- _WHAT YOU WILL DO_
Convert the data starting at the line containing "Goal: identify climbing" and ending at the line containing "[372,60,478,408]" into a two-column CSV with the header input,output. Put each text in a quoted input field and its answer in a quoted output field, with line breaks replaced by spaces.

- _ENTRIES SHOWN_
========
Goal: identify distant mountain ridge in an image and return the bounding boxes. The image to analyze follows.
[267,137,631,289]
========
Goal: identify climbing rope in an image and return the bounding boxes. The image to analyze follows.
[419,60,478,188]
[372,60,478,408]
========
- _ANSWER TO THIS TASK_
input,output
"Goal: identify climbing rope in an image and return the bounding boxes. The image to analyze follows.","[419,60,478,188] [372,60,478,408]"